QUELLENAUSZUG
▼

SERIE – Freunde, Leben und Studium in Costa Rica: anders als erwartetInternational in der WG, Ernüchterung in der Uni
VOGELSBERGKREIS. Die 22-jährige Michelle Ricarda Bauer aus Feldatal hat gerade spannende acht Monate in Mittel- und Südamerika hinter sich. Als Sprachenstudentin verbrachte sie ein Auslandssemester in San José, Costa Rica, nutzte den Aufenthalt aber auch für Ausflüge nach Mexiko, Nicaragua und Brasilien. Für Oberhessen-live berichtet sie von ihren Erfahrungen in diesen Ländern. Im ersten Teil ging es um Carneval in Brasilien, diesmal erzählt sie vom studentischen Leben in Costa Rica: ganz anders als erwartet.
Aufgrund meines obligatorischen Auslandssemesters habe ich im Juli 2013 meine große Reise nach Mittelamerika gestartet. Für die erste Woche sind eine Freundin und ich erst einmal in ein Hostel gezogen. Dort haben wir gleich zwei unserer besten Freunde kennengelernt, Jorge, ein Paraguayer und Clarisse, eine Französin. Trotzdem war uns der Ort jedoch zu teuer und wir fanden nach einer Woche ein Haus mit neun Zimmern, das ein benachbarter Costa Ricaner vermietete. Sein Sohn wohnte ebenfalls in der WG, sowie eine weitere „Tica“, so nennen sich die Costa Ricaner selbst, die neun Jahrein den USA gelebt hat und eigentlich nur dorthin zurückziehen will. Außerdem wohnten dort noch drei Franzosen sowie eine weitere Deutsche und eine Mexikanerin. Gesprochen wurde ausschließlich Spanisch, dafür waren wir schließlich in Costa Rica.

▲

DATENAUSZUG
▼

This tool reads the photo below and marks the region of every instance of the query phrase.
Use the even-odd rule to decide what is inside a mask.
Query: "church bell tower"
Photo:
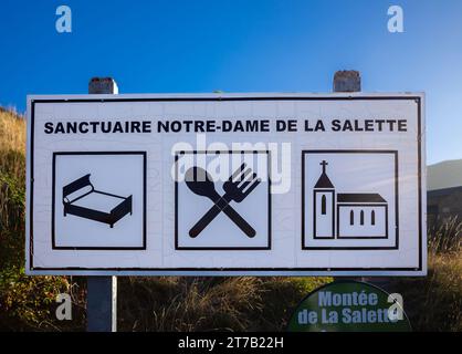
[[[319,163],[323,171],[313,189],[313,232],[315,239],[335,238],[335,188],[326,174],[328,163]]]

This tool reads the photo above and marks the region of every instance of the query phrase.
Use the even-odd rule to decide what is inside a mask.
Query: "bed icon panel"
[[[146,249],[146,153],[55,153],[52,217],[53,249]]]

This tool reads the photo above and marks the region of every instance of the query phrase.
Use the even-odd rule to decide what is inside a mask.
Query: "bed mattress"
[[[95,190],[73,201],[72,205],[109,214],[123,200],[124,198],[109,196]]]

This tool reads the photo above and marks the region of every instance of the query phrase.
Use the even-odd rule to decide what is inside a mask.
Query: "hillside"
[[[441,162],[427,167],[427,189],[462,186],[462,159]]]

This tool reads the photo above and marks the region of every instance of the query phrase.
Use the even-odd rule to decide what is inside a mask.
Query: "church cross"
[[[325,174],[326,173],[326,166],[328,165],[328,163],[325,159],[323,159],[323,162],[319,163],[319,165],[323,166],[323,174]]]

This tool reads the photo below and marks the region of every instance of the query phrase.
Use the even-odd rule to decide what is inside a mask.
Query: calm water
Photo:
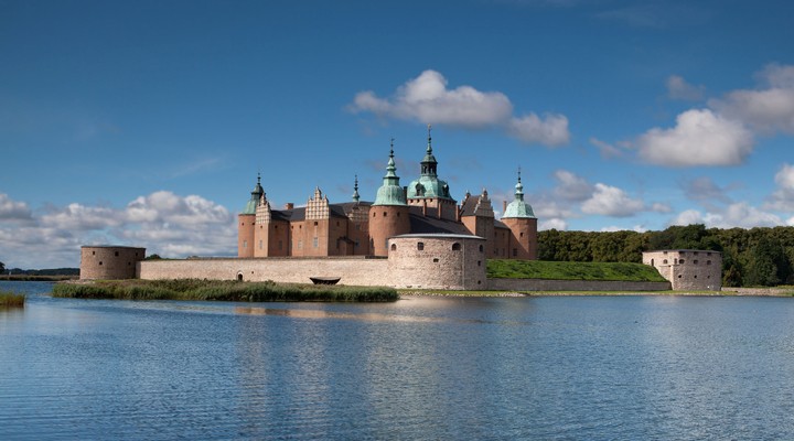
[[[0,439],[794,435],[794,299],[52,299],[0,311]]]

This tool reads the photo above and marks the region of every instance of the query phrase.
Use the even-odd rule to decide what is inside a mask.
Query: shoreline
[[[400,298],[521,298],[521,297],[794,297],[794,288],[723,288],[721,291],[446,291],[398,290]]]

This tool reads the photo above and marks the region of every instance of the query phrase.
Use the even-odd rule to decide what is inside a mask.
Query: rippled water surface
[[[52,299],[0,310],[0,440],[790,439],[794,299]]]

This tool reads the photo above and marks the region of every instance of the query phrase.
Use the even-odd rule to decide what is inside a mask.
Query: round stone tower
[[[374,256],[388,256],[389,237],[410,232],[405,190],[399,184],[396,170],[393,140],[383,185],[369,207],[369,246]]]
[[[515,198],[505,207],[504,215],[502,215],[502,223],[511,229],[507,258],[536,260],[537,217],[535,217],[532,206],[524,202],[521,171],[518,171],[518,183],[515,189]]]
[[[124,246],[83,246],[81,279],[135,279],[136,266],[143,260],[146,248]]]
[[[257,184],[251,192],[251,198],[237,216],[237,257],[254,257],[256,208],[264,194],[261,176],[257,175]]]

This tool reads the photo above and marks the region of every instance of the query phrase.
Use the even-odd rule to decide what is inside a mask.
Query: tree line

▲

AUFGABENSAMMLUNG
1) Schreiben Sie aus dem Bericht über das Studentenleben in Costa Rica die Passage von „SERIE – Freunde, Leben“ bis „anders als erwartet.“ wörtlich ab.
2) Geben Sie die Auflistung vom Anfang bis einschließlich der Zeile mit „[[[146,249],[146,153],[55,153],[52,217],[53,249]]]“ noch einmal aus und tauschen Sie dabei „query phrase“ gegen „search phrase“ aus, ohne sonst etwas zu verändern. Lassen Sie die Bilder in der Antwort weg.

ERGEBNISSE JE AUFGABE
1)
SERIE – Freunde, Leben und Studium in Costa Rica: anders als erwartetInternational in der WG, Ernüchterung in der Uni
VOGELSBERGKREIS. Die 22-jährige Michelle Ricarda Bauer aus Feldatal hat gerade spannende acht Monate in Mittel- und Südamerika hinter sich. Als Sprachenstudentin verbrachte sie ein Auslandssemester in San José, Costa Rica, nutzte den Aufenthalt aber auch für Ausflüge nach Mexiko, Nicaragua und Brasilien. Für Oberhessen-live berichtet sie von ihren Erfahrungen in diesen Ländern. Im ersten Teil ging es um Carneval in Brasilien, diesmal erzählt sie vom studentischen Leben in Costa Rica: ganz anders als erwartet.

2)
This tool reads the photo below and marks the region of every instance of the search phrase.
Use the even-odd rule to decide what is inside a mask.
Query: "church bell tower"
Photo:
[[[319,163],[323,171],[313,189],[313,232],[315,239],[335,238],[335,188],[326,174],[328,163]]]

This tool reads the photo above and marks the region of every instance of the search phrase.
Use the even-odd rule to decide what is inside a mask.
Query: "bed icon panel"
[[[146,249],[146,153],[55,153],[52,217],[53,249]]]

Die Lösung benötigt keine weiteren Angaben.